Document excerpt

+ + +

What makes this particularly hard isn’t selecting the variant for one project, it’s selecting a consistent set of variants across multiple projects that need to match with each other on multiple dimensions.
So NumPy & SciPy need to match on the BLAS library they’re built against. Everything with CUDA/ROCm variants need to match not only each other, but the hardware in the target machine (which may not be the machine where the environment is being put together). For CUDA at least (I’m not sure about ROCm) everything needs to be built against the same CUDA version. CPU instruction sets don’t necessarily impose cross project compatibility issues, but can make a big difference in runtime performance.
Theoretically all those things could be encoded directly into distinct package names, but then you not only end up with horrendously complicated names, you also lose the “one sdist, many binaries” aspect of the proposal that aims to emphasise that the permitted degree of behavioural divergence between wheel variants is lower than what can be expected between wheel builds for different platforms, let alone between different versions of a project or between projects with different names.
Unfortunately, until pip defaults to --only-binary :all:
we can’t guarantee that anyway.
Interesting. I guess you’re right we would not allow to install a MacOS Wheel on Linux. (And I don’t think we can force that if we wanted to for obscure reason). Is it possible to install an unsupported manylinux tag with some flag?
Funny enough - the reason why we really wanted not to run the resolution if you ask for specific has to do with building containers or large scale deployments where the “builder” may not actually have the target hardware.
To address this scenario we thought about both:
- static “frozen resolution” : think about it like”pip freeze” but for variants. It would shortcut all plugins and guarantee a totally static and reproduceable install. No plugin. No code execution. Just run the resolver in the installer.
- Variant pinning (like for version ==A.B.C) but variant style (we are still debating what form we want that syntax to take.)

+ + +

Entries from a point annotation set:
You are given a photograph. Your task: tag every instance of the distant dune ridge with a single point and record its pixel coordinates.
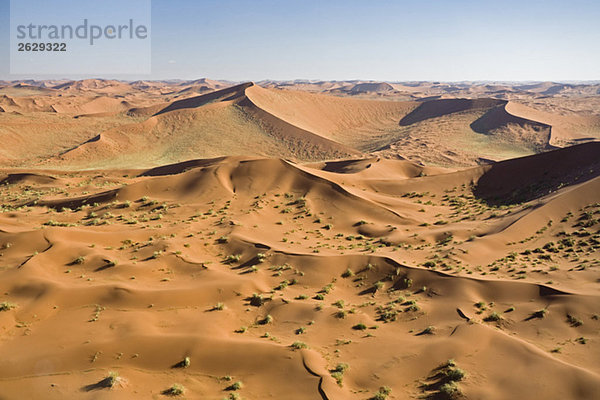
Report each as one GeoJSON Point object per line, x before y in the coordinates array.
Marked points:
{"type": "Point", "coordinates": [130, 124]}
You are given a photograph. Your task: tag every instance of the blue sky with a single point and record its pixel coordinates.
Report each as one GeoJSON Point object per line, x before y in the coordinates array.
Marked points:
{"type": "Point", "coordinates": [379, 40]}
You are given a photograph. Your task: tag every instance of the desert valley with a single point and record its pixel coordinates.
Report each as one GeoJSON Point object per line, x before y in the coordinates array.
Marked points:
{"type": "Point", "coordinates": [299, 240]}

+ + +

Things to do
(1) In the wheel variant discussion, recast the paragraph beginning "So NumPy & SciPy need to match" as a short bulleted list that keeps its main facts.
(2) Resume the wheel variant discussion, starting right after its final sentence.

The responses
(1)
- NumPy and SciPy must be built against the same BLAS library.
- Everything with CUDA/ROCm variants must match each other and the hardware of the target machine, which may not be the machine where the environment is being put together.
- At least for CUDA (ROCm is uncertain), everything must be built against the same CUDA version.
- CPU instruction sets don't necessarily cause cross-project compatibility issues, but they can make a big difference in runtime performance.

(2)
Talking only about wheels, you can guarantee no arbitrary code execution in order to determine what wheel (or sdist) to fetch, or to install the wheel once it’s fetched. Yes, to build the wheel from sdist is different, but you can restrict when and where that happens with existing tools.
I really don’t see any alternative approach for this besides those projects actively trying to detect the same things, so they can reach the same conclusions independently (or alternatively, if a dependency from one to the other is involved, using a more specific dependency - e.g. scipy_cpu
explicitly depends on numpy_cpu
, rather than generic numpy
). If a user is overriding the selector by choosing them directly, then explicit dependencies will be okay, or they’ll just have to override more things.
In any case, the package developers are best placed to decide which build should be chosen for the set of dimensions that matter, and they must reduce multiple dimensions down to a single selection. The biggest challenge is if we need to factor in “other packages that are going to be installed at the same time”, but that’s going to become circular so quickly that I’m really inclined to just refuse.
Not every single scenario here has to be fully automatic. And especially on the publishing side - manual, predictable and stable usually turns out better in the long run than magical.
Yes, you can get around this — and there are valid use-cases, e.g., constructing an environment that you’re going to use on another platform.
$ uv pip install dist/example-0.1.0-py3-none-win_amd64.whl
Resolved 3 packages in 2ms
error: Failed to determine installation plan
Caused by: A path dependency is incompatible with the current platform: dist/example-0.1.0-py3-none-win_amd64.whl
hint: The wheel is compatible with Windows (`win_amd64`), but you’re on macOS (`macosx_14_0_arm64`)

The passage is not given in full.